* Work task A
In the space news excerpt, how long did Harrison Schmitt and Gene Cernan spend on the lunar surface?
* Work task B
Condense the paragraph of the space news excerpt that begins "Coalition Member in the News" into a short bulleted list that keeps its main facts.
* Work task C
From the space news excerpt, output the passage starting with "Albuquerque Journal (12/4): Apollo" and going on through "of terrestrial electricity.".

Segment Start: Source document

Coalition Member in the News – Lockheed Martin (11/29): Lockheed Martin veteran Rob Chambers believes Mars is in the company’s DNA, with a history of involvement dating back to the Viking lander missions of the 1970s. Now, Lockheed Martin would like to establish a Mars Base Camp, a solar powered orbiting lab with human crews assigned to scientific pursuits, including the exploration of the red planet’s surface. NASA’s proposed lunar orbiting, human tended Deep Space Gateway (DSG) could help to serve as a proving ground and departure point to help put a Mars Base Camp in place as soon as 2028, says Chambers.

Face to face with Harrison Schmitt: Space and the challenge for America

Albuquerque Journal (12/4): Apollo 17, the most recent journey to the moon by human explorers, launched 45 years ago this Thursday. Harrison Schmitt, the only scientist to make the journey, joined fellow NASA astronaut and mission commander, the late Gene Cernan, for three days on the lunar surface. Among the reasons to return to the moon, says Schmitt, is the possibility of mining Helium-3, a fusion power source for the generation of terrestrial electricity.

Segment End: Source document
Segment Start: Records

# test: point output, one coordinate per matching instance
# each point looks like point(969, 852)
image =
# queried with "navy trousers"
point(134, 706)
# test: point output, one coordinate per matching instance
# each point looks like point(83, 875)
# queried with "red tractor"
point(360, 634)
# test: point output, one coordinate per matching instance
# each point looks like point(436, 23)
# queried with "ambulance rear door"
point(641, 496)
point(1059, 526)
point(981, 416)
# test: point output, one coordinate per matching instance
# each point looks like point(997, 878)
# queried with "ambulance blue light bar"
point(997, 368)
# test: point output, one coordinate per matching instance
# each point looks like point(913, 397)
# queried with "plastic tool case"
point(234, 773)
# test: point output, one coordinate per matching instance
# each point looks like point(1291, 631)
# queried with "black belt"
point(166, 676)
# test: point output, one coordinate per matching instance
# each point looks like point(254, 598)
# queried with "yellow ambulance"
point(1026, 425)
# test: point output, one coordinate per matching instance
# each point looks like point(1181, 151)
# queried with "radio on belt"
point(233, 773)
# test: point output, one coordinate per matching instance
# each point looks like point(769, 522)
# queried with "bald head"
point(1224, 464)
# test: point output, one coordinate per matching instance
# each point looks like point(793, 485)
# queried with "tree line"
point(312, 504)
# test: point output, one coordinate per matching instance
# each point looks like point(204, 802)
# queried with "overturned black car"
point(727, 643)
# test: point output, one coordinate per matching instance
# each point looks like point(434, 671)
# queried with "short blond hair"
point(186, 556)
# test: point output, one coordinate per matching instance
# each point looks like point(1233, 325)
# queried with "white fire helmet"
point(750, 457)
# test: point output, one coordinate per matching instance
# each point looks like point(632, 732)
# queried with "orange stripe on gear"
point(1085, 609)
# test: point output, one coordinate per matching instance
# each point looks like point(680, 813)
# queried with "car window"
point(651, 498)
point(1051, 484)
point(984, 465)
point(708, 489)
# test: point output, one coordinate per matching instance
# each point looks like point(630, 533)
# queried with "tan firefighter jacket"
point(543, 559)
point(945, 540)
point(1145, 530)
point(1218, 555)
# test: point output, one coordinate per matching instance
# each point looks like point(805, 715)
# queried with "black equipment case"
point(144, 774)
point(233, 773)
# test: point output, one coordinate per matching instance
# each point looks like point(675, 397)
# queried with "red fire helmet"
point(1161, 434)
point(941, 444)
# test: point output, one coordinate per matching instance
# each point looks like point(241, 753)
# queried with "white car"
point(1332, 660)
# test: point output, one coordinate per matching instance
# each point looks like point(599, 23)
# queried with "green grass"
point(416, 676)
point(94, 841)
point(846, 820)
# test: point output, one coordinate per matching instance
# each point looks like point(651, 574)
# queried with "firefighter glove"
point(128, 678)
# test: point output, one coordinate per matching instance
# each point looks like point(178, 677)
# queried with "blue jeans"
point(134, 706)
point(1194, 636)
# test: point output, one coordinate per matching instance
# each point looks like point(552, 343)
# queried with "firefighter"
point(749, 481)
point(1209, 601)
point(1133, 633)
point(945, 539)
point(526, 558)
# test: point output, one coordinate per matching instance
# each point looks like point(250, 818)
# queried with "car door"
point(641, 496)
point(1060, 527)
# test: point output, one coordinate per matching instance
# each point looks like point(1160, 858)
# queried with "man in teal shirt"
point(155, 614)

Segment End: Records

* Response box A
Three days.

* Response box B
- Lockheed Martin veteran Rob Chambers says Mars is part of the company's DNA, with involvement going back to the Viking lander missions of the 1970s.
- Lockheed Martin wants to establish a Mars Base Camp, a solar-powered orbiting lab with human crews doing science, including exploring the Martian surface.
- According to Chambers, NASA's proposed Deep Space Gateway, a human-tended lab in lunar orbit, could serve as a proving ground and departure point that helps put a Mars Base Camp in place as soon as 2028.

* Response box C
Albuquerque Journal (12/4): Apollo 17, the most recent journey to the moon by human explorers, launched 45 years ago this Thursday. Harrison Schmitt, the only scientist to make the journey, joined fellow NASA astronaut and mission commander, the late Gene Cernan, for three days on the lunar surface. Among the reasons to return to the moon, says Schmitt, is the possibility of mining Helium-3, a fusion power source for the generation of terrestrial electricity.